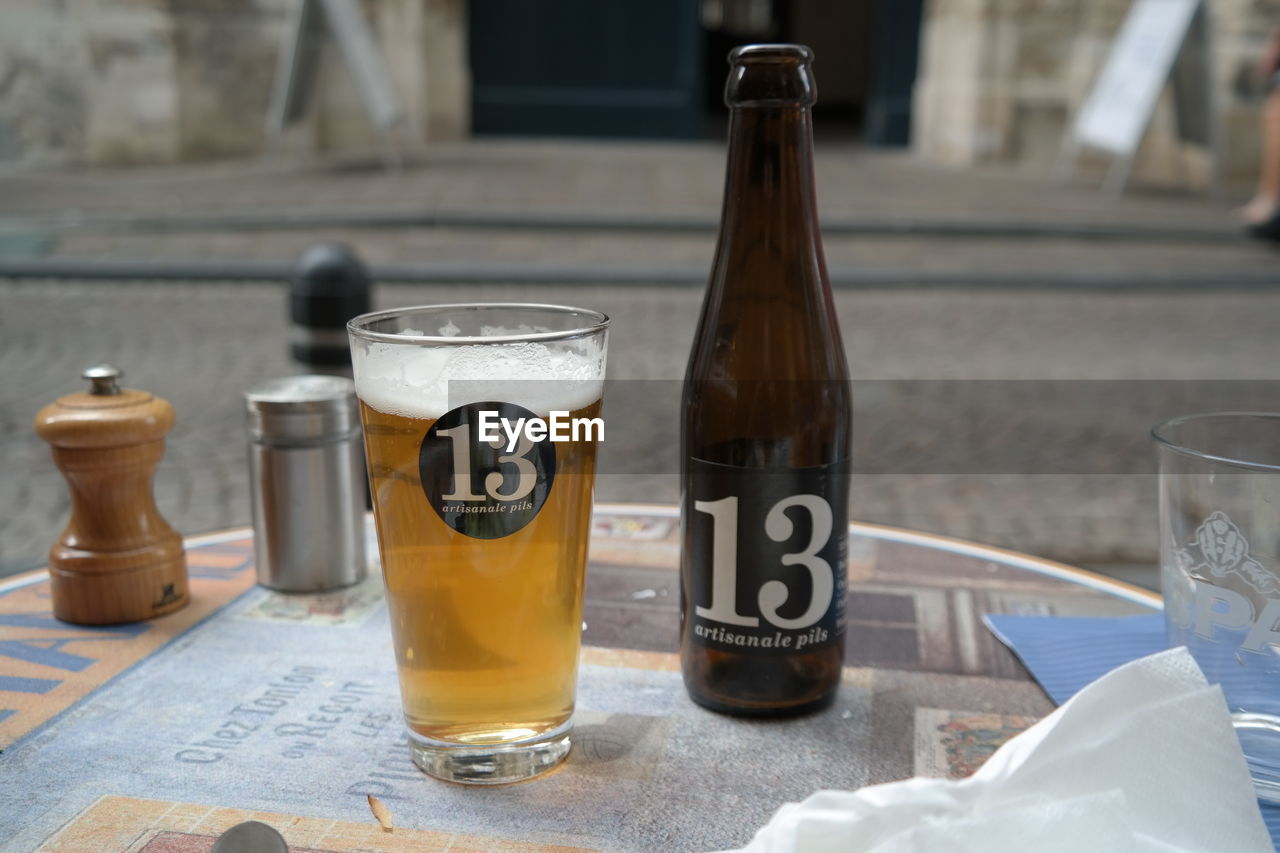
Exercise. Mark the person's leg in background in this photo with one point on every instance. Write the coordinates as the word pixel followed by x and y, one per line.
pixel 1262 214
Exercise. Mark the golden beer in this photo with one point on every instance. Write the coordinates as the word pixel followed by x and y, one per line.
pixel 483 534
pixel 485 630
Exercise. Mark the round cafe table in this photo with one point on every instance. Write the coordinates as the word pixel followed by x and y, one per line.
pixel 156 737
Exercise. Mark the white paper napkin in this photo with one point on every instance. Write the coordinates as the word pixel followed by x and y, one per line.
pixel 1143 760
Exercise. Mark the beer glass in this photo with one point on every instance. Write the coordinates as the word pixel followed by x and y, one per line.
pixel 483 521
pixel 1220 566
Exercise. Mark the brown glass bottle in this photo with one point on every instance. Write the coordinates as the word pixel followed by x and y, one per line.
pixel 766 433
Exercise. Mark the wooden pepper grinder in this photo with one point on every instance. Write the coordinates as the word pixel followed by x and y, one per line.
pixel 117 561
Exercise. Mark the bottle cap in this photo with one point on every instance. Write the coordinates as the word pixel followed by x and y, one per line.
pixel 769 76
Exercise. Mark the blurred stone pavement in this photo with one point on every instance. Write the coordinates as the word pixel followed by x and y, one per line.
pixel 1155 293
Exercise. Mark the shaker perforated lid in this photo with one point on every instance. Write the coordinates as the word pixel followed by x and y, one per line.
pixel 302 409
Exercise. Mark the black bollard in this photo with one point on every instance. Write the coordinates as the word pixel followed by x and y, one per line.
pixel 330 287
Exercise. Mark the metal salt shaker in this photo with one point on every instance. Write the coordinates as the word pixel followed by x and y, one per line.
pixel 307 480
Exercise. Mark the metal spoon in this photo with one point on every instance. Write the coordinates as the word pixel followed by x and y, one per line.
pixel 250 836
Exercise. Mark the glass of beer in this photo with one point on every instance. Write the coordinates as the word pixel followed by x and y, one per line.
pixel 480 428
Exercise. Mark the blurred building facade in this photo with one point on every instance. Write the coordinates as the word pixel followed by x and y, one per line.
pixel 117 82
pixel 1001 80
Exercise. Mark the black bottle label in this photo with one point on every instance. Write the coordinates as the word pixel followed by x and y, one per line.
pixel 764 560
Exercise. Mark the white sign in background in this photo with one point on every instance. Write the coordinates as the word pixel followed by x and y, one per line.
pixel 1125 92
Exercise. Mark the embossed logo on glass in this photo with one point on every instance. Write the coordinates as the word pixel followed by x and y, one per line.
pixel 1220 550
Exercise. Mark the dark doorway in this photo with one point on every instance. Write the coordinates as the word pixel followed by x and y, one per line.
pixel 586 67
pixel 656 68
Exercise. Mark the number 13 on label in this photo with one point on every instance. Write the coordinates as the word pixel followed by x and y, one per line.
pixel 773 593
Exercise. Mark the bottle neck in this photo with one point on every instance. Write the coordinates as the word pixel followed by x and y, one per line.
pixel 768 188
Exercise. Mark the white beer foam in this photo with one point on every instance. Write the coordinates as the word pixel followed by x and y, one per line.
pixel 426 382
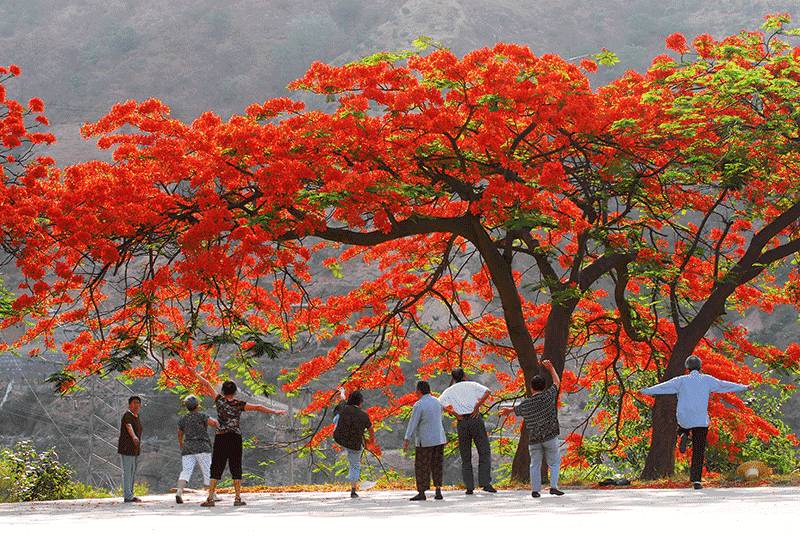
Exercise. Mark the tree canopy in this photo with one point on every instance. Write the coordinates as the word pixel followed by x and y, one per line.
pixel 606 229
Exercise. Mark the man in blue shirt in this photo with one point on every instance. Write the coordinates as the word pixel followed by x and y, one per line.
pixel 694 390
pixel 426 425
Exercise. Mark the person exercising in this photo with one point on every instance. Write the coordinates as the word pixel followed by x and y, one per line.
pixel 693 391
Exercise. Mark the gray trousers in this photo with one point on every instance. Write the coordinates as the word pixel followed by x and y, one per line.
pixel 128 475
pixel 552 455
pixel 471 429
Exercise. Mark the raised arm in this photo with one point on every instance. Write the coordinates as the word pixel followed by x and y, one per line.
pixel 370 435
pixel 477 409
pixel 669 387
pixel 552 370
pixel 413 422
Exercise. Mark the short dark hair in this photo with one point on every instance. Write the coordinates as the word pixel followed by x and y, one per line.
pixel 355 398
pixel 537 383
pixel 457 374
pixel 228 388
pixel 424 387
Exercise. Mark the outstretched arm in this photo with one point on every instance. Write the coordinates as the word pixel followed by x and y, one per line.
pixel 722 386
pixel 669 387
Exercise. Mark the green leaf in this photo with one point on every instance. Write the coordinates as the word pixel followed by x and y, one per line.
pixel 606 58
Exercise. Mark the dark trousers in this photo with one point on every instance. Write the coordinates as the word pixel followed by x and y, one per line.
pixel 428 462
pixel 698 451
pixel 227 450
pixel 471 429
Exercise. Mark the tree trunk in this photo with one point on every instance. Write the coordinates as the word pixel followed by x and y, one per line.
pixel 520 466
pixel 660 460
pixel 661 456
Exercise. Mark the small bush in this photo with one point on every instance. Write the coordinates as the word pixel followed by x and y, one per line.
pixel 28 475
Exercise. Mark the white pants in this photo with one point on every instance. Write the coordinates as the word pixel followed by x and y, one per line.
pixel 188 461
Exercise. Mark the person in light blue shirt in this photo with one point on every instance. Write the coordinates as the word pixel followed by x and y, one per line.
pixel 693 391
pixel 426 425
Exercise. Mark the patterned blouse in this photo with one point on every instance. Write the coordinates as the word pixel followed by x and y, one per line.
pixel 229 412
pixel 541 415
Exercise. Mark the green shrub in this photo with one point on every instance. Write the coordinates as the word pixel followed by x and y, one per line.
pixel 28 475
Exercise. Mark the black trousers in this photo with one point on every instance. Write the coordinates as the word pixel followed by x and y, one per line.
pixel 698 451
pixel 227 451
pixel 472 430
pixel 428 462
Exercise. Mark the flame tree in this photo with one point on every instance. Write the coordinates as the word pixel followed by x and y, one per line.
pixel 499 187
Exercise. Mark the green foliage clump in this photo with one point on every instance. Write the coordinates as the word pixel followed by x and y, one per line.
pixel 29 475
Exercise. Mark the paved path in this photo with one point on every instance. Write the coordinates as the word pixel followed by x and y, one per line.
pixel 619 512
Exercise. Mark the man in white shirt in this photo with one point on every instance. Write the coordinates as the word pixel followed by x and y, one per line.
pixel 463 399
pixel 694 390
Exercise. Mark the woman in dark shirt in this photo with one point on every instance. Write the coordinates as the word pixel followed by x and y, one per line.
pixel 228 440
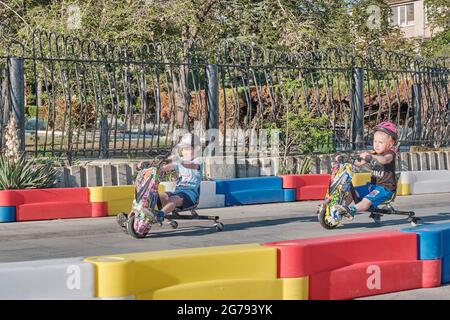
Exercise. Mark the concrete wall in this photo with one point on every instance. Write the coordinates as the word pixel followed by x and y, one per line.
pixel 121 173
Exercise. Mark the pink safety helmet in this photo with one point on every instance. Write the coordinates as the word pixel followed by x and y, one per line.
pixel 388 128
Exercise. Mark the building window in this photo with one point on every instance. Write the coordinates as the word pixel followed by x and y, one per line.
pixel 403 15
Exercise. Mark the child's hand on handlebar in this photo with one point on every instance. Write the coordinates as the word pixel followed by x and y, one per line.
pixel 365 156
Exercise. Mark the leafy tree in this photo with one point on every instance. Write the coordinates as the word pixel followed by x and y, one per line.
pixel 439 20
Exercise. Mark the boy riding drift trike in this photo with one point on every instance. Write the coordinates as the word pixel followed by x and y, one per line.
pixel 150 207
pixel 381 190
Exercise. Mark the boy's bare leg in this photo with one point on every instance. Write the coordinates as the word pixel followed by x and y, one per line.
pixel 172 203
pixel 164 198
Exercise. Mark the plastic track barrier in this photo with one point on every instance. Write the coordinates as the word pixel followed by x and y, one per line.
pixel 254 191
pixel 223 273
pixel 46 204
pixel 434 243
pixel 356 265
pixel 307 186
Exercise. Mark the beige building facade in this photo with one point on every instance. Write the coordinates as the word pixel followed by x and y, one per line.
pixel 410 17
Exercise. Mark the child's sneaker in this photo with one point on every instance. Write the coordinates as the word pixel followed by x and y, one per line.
pixel 346 212
pixel 159 215
pixel 122 221
pixel 334 214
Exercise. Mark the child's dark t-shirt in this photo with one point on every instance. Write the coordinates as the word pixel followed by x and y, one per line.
pixel 384 174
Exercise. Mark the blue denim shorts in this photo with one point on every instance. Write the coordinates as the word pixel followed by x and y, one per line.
pixel 375 194
pixel 187 202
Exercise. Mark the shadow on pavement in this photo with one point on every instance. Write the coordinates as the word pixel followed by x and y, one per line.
pixel 203 230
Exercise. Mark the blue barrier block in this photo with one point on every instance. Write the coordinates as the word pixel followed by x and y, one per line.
pixel 7 214
pixel 433 240
pixel 259 196
pixel 226 186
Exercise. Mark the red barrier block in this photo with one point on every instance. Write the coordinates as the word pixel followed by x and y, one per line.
pixel 308 186
pixel 306 257
pixel 52 203
pixel 53 210
pixel 374 278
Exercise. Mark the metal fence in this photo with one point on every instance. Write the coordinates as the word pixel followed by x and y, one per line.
pixel 86 99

━━━━━━━━

**Goal:** Please rewrite the records between the lines holding "Exercise. Mark the blurred building" and "pixel 764 560", inclusive, substituting "exterior" for "facade" and leaving everything else unchanged.

**Written solution:**
Exercise. Mark the blurred building exterior in this photo with one point on every instance. Write the coordinates as the word pixel followed by x and y, one per line.
pixel 117 82
pixel 1001 80
Exercise. Mark the black bottle label in this photo with one point on every instance. Write the coordinates as the word pixel followed by x and y, one per line.
pixel 764 560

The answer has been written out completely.